## start Data lines

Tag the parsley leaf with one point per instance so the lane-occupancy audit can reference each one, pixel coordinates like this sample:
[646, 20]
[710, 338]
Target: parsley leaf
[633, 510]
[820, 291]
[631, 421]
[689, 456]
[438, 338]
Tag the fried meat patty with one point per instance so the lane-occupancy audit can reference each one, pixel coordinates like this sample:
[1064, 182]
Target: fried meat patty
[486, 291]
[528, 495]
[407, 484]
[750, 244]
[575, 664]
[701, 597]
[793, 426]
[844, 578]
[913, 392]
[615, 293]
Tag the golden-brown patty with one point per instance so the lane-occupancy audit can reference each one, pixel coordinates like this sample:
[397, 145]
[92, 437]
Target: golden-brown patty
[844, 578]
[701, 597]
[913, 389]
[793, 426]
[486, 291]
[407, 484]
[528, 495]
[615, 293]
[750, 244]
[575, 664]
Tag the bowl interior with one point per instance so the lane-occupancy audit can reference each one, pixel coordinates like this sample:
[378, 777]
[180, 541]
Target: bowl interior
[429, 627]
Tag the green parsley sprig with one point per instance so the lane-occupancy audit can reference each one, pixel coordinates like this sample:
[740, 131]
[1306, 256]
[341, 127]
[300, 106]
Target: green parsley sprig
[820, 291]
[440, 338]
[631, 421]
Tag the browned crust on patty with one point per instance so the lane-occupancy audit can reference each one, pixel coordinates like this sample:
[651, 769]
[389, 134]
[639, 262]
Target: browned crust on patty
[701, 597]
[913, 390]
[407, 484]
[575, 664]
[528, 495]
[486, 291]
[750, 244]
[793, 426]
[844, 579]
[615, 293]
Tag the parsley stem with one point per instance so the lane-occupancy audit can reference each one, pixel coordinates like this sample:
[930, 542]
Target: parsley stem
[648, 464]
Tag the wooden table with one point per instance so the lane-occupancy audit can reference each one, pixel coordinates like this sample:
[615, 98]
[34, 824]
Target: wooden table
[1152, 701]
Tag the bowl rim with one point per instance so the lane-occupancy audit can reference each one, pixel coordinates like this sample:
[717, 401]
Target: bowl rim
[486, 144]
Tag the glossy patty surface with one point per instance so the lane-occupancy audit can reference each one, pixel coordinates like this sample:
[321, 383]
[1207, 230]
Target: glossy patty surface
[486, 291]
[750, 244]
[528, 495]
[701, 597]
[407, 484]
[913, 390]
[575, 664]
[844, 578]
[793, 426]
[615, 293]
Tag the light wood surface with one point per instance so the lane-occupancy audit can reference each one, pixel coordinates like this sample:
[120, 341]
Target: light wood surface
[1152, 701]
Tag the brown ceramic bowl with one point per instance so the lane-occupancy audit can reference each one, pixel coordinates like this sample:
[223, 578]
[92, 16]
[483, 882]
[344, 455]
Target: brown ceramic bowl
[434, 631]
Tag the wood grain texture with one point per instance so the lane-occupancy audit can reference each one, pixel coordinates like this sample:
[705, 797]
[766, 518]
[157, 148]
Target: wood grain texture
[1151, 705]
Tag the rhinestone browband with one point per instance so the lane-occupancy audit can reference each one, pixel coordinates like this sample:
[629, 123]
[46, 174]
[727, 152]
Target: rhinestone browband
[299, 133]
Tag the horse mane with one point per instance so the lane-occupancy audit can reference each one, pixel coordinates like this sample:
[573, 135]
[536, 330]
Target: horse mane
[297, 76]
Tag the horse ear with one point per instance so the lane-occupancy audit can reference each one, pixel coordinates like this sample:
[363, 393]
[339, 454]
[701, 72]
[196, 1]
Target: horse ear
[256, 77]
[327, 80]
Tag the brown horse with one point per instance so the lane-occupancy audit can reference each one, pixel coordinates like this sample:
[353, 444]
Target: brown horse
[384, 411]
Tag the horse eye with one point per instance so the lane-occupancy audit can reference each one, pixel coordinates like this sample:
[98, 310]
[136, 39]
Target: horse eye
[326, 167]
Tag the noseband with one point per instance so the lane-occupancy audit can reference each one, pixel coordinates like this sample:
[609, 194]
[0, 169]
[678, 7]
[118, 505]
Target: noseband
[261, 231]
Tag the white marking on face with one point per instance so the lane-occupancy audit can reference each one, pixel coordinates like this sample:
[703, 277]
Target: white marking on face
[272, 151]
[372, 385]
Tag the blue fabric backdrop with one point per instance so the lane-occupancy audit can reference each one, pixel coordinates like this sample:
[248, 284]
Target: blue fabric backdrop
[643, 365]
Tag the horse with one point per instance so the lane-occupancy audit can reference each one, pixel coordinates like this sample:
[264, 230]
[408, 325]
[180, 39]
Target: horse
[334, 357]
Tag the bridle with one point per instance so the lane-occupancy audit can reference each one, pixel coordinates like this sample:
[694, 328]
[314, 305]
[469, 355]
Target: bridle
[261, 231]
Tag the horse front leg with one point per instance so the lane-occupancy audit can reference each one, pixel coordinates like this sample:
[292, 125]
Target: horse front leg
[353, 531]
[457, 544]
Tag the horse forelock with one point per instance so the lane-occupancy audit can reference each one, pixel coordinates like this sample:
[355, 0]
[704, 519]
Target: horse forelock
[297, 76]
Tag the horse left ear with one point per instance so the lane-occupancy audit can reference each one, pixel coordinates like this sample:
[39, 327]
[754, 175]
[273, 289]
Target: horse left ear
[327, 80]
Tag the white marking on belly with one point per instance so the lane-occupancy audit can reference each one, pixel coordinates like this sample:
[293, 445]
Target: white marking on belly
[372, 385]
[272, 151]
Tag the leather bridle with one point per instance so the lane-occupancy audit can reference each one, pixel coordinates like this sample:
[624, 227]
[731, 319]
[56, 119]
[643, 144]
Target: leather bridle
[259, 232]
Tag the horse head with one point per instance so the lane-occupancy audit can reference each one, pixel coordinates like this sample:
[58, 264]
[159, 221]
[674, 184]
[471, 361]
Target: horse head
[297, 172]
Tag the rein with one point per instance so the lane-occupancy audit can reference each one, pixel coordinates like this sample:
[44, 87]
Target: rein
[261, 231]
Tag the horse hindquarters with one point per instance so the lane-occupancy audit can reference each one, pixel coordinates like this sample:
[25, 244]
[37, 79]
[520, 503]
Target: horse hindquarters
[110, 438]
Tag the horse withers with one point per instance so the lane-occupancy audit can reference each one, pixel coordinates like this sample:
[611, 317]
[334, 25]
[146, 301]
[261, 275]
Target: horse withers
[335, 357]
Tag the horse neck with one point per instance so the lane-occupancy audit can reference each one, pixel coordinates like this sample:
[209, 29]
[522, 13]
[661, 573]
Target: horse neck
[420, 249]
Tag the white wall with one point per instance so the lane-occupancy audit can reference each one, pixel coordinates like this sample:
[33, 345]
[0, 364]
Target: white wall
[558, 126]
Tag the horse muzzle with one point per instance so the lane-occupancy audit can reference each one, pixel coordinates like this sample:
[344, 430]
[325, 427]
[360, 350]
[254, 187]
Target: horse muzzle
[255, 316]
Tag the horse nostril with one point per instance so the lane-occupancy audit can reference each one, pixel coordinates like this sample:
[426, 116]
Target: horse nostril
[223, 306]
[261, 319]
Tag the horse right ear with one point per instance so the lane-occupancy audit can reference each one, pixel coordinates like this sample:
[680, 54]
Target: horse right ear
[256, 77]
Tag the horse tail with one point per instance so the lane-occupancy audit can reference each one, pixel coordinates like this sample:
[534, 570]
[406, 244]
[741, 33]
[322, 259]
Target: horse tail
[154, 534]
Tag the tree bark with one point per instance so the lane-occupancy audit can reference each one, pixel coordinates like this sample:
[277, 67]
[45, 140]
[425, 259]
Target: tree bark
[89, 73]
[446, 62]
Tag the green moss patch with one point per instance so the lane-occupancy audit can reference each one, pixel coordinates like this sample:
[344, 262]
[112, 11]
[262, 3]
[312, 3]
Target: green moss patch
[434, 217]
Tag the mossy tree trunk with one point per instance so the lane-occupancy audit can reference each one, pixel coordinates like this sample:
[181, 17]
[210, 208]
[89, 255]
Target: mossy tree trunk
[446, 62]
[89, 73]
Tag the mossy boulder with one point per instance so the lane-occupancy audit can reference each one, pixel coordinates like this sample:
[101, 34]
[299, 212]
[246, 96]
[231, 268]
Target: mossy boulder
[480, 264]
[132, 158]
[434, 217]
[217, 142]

## end Data lines

**Exercise brief:** Only those lines running from the one containing "Tag the tree" through the last line of the data above are to be copied, exactly, with both ends included.

**The reply:**
Tag the tree bark with one point per instance so the lane-occupancy audit can reference each one, pixel coordinates like this sample:
[277, 67]
[45, 140]
[425, 259]
Target: tree bark
[89, 73]
[446, 62]
Tag the green moss patch with one point per instance so the lane-occupancy audit can reference each one, pixel coordinates like this sample:
[344, 262]
[112, 11]
[262, 3]
[312, 3]
Target: green moss patch
[434, 217]
Tag the mossy tree trunk with one point per instance so the lane-occupancy audit can reference each one, pixel coordinates like this sample:
[181, 17]
[210, 208]
[89, 255]
Target: mossy tree trunk
[446, 62]
[89, 73]
Tag the mossy boulder with one point per instance so the lane-occupancy audit can reference each one, pixel coordinates like this sample:
[101, 34]
[299, 212]
[246, 96]
[231, 268]
Target: mossy boulder
[480, 264]
[132, 158]
[434, 217]
[217, 142]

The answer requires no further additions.